If a line of the material holds the string "photo", please copy it.
■ ■ ■ ■ ■
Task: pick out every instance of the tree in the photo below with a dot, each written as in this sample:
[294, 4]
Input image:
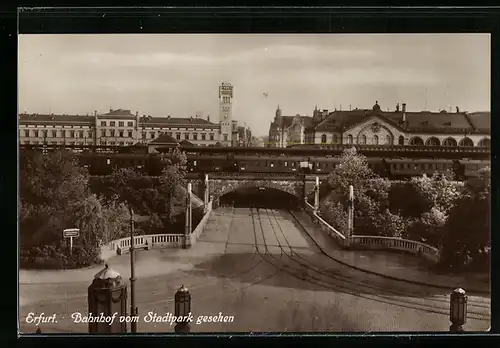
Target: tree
[51, 188]
[467, 232]
[172, 180]
[371, 195]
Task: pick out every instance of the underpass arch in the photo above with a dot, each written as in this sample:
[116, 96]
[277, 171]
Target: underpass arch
[220, 189]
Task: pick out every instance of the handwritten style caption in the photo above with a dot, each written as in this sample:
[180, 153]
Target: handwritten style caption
[151, 317]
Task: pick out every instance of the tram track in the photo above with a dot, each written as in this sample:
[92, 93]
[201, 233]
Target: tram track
[336, 283]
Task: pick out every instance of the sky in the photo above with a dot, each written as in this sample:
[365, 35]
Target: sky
[179, 75]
■ ■ ■ ■ ■
§ RESPONSE TO THIS EXERCISE:
Task: pick out every instance of the tree in the photo below with a dot, each written as in this sample:
Task: pick out every instance of the underpass arch in the photo above with a dot, each written as in this sample:
Task: pick out every instance of the handwritten style caption in the photo above with a dot, each written as in this sample:
Task: pick out every instance of the tram track in the photo above with a dot, each written as in this sample:
Task: pick out every instance of the sky in the photo above with a dot, each written as in this sample:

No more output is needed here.